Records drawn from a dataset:
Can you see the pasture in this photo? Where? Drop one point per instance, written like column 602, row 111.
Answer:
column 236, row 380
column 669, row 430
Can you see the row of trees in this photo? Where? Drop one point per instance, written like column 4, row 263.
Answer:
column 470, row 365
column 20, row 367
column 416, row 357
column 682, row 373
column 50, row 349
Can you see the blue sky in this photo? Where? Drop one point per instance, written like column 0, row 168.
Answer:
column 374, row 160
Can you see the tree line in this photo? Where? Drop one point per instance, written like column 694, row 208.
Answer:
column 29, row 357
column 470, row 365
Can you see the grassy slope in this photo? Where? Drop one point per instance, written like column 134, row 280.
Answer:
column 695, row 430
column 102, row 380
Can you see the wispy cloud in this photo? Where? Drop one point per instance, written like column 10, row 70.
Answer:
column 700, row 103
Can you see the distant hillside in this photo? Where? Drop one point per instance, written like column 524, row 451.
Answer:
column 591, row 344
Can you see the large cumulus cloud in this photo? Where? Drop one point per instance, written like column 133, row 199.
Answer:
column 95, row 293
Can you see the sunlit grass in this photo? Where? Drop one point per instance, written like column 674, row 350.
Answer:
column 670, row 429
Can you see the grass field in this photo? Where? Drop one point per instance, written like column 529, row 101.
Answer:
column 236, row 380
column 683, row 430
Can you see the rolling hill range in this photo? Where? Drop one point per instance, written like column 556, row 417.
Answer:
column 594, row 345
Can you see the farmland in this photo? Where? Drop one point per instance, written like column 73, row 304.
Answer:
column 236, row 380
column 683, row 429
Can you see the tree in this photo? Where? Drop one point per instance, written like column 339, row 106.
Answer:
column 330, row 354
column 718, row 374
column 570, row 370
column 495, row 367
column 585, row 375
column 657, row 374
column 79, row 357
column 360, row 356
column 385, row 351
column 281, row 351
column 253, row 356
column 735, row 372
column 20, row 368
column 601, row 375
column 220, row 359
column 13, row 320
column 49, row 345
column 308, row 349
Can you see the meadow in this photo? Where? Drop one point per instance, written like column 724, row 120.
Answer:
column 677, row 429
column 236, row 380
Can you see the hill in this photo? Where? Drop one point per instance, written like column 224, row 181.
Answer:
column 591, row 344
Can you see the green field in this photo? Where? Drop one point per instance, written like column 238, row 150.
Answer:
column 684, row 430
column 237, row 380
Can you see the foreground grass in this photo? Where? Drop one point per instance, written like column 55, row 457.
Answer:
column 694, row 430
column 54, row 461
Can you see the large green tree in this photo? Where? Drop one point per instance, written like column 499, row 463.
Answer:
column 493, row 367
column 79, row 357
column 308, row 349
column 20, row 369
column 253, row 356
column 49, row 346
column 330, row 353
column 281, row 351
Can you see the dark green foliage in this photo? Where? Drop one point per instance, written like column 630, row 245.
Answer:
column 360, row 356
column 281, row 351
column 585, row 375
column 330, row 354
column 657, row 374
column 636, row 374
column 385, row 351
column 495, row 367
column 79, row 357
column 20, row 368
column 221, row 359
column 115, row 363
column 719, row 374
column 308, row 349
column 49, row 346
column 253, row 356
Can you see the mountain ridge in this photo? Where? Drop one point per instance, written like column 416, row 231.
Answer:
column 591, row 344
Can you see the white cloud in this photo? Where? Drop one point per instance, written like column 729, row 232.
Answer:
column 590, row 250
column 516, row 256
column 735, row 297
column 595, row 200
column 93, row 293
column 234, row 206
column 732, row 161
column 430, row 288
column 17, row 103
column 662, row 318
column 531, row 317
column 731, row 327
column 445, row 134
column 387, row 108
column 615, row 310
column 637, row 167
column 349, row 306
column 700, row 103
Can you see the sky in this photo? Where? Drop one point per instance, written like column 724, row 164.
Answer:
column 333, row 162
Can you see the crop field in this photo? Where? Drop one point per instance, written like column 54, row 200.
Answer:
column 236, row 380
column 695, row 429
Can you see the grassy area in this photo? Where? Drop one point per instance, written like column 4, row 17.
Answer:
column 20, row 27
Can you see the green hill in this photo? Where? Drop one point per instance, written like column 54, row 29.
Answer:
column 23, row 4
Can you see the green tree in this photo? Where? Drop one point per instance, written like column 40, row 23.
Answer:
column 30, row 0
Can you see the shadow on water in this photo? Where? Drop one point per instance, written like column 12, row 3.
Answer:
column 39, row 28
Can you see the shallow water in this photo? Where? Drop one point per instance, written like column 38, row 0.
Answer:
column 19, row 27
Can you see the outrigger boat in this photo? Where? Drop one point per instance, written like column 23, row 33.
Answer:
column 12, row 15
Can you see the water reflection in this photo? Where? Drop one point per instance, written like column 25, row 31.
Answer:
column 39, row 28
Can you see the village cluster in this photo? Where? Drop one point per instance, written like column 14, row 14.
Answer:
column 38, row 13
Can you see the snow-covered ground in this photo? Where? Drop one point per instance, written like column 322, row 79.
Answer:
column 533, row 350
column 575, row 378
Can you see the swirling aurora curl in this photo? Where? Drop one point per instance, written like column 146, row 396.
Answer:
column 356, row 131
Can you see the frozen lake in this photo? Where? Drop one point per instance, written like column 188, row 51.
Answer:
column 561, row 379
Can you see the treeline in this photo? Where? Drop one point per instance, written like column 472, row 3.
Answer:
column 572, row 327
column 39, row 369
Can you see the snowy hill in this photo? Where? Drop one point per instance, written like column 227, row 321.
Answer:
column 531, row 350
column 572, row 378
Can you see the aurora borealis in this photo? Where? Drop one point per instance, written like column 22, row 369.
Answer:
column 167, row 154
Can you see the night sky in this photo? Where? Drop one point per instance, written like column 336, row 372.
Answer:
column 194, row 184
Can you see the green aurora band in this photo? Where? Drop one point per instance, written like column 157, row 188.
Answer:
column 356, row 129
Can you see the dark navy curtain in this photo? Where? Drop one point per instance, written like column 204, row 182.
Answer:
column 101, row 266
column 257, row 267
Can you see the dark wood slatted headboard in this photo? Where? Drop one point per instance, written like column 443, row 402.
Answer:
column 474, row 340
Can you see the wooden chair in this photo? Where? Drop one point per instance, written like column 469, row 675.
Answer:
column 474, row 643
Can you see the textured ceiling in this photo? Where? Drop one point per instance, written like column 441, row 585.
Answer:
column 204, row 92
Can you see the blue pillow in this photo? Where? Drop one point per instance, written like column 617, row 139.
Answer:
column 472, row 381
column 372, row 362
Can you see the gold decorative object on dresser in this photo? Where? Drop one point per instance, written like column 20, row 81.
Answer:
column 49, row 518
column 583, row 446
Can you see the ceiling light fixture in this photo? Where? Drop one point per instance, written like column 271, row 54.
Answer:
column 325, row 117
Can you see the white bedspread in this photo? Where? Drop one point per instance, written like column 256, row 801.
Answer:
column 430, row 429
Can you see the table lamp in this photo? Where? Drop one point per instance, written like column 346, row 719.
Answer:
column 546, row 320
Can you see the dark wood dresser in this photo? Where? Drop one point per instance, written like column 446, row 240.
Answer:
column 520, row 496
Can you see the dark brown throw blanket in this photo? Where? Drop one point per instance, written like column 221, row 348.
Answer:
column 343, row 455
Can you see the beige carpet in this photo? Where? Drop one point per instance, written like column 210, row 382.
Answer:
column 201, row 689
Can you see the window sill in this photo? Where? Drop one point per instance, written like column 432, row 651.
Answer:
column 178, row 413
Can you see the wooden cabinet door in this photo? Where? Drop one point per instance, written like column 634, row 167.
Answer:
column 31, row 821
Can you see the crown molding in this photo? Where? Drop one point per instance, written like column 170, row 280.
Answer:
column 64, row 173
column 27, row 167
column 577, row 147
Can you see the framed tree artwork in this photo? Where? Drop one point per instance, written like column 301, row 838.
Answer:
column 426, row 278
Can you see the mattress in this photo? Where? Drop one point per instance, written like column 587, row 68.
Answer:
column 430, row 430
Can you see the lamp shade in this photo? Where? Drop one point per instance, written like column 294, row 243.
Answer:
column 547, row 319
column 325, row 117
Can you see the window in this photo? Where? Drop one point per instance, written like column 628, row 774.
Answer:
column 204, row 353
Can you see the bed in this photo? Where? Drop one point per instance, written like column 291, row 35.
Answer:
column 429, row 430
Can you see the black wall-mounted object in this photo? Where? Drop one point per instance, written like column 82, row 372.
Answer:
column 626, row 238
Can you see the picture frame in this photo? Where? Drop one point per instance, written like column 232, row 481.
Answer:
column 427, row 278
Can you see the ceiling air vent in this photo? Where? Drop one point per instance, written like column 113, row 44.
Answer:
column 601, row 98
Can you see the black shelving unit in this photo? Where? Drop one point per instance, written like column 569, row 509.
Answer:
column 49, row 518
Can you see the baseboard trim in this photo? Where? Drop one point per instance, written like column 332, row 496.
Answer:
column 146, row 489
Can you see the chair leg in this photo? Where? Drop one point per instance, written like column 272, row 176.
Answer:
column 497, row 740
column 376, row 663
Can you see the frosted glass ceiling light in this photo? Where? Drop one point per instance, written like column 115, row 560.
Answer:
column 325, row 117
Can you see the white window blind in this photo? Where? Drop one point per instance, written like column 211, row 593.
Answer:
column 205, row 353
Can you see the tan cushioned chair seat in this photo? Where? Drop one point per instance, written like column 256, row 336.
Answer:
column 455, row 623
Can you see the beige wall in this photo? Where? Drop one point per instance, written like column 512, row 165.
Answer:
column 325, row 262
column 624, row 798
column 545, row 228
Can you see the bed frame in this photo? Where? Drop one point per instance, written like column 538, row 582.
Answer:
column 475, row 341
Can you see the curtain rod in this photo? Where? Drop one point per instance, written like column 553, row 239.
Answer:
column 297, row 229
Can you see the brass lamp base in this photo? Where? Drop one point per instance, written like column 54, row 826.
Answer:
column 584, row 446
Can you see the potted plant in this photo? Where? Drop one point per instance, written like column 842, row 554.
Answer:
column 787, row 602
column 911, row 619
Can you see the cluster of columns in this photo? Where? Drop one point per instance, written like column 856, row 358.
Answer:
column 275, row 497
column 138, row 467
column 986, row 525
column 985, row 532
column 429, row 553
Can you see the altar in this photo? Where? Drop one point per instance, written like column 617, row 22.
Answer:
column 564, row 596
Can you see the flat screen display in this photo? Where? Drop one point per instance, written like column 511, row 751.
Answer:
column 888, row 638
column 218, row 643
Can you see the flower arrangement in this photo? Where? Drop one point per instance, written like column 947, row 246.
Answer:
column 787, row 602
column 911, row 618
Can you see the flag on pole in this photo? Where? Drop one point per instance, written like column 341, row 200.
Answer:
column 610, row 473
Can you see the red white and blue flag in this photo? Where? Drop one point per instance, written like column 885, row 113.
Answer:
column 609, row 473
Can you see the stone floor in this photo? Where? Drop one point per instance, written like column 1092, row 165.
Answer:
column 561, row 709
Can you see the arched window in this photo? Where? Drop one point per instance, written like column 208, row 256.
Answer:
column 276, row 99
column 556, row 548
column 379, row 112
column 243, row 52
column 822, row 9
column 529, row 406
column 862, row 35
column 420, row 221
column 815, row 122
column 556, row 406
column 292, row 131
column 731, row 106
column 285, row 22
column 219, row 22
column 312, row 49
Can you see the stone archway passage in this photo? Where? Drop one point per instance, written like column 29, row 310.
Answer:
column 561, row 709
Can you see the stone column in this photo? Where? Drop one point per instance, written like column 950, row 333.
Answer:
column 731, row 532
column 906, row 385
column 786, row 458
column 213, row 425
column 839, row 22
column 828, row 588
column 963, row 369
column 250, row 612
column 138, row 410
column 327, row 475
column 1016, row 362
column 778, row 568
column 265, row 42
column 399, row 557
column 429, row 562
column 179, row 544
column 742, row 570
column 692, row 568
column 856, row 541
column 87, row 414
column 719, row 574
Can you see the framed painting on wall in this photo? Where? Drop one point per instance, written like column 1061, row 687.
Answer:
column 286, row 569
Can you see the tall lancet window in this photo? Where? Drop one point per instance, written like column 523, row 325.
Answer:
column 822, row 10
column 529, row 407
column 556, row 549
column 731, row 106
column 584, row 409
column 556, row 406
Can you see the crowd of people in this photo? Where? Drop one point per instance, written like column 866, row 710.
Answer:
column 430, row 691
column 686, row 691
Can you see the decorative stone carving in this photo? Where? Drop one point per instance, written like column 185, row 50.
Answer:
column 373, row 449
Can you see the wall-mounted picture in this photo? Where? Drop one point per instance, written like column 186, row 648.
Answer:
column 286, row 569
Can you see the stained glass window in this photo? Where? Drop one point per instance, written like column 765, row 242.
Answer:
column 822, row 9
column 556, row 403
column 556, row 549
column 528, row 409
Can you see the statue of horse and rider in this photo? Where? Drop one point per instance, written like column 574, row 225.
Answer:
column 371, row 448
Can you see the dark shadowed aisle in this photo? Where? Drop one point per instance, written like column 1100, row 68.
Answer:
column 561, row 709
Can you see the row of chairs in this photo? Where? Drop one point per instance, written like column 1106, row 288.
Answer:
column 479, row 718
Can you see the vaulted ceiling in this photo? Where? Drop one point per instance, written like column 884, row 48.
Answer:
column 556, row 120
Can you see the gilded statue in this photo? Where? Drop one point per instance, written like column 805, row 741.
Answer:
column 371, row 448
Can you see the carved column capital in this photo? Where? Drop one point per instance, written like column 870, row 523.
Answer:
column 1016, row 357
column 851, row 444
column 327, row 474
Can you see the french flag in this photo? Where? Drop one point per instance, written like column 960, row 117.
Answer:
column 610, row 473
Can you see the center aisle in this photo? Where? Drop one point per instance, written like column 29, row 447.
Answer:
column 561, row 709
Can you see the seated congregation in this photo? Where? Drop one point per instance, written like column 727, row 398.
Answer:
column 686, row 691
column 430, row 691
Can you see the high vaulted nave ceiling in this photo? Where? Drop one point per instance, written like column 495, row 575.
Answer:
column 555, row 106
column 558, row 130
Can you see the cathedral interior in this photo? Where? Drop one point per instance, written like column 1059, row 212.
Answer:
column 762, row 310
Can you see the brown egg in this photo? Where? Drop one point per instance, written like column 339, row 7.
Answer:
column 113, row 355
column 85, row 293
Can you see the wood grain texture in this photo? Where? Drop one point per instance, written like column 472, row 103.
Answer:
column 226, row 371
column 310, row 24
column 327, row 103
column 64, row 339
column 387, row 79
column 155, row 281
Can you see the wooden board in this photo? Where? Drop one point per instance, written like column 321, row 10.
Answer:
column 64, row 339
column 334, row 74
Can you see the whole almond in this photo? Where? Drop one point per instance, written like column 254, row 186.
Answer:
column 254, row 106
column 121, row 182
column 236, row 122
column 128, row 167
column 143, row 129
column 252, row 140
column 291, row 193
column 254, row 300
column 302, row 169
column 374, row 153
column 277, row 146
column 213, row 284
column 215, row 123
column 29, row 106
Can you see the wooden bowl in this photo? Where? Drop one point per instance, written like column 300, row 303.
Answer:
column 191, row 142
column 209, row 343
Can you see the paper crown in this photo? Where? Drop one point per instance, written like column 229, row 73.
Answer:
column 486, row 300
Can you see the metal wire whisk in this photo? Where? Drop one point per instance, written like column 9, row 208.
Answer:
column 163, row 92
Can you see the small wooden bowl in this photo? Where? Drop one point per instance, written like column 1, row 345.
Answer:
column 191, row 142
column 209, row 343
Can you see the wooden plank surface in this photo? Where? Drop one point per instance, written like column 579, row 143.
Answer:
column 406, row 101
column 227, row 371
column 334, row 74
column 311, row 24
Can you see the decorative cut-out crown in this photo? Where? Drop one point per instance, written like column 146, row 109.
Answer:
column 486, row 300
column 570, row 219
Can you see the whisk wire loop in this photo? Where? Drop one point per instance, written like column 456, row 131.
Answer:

→ Description of the task
Retrieve all lines from the data that contain the string "green".

→ Output
Can you see the green field in this photo? Where? Drop one point per instance, written like column 238, row 150.
Can you see the large green tree in this photo? Where? Drop one point per instance, written like column 499, row 463.
Can you see the dark green foliage in this photo? Where? Drop one point per instance, written like column 630, row 245.
Can you see the green hill in this photo? Where? Drop one point per instance, written like column 54, row 29.
Can you see the green tree in this photo? Where? Drop one point per instance, written like column 40, row 23.
Can you see the green aurora band in this photo? Where? Drop one point per instance, written like column 157, row 188.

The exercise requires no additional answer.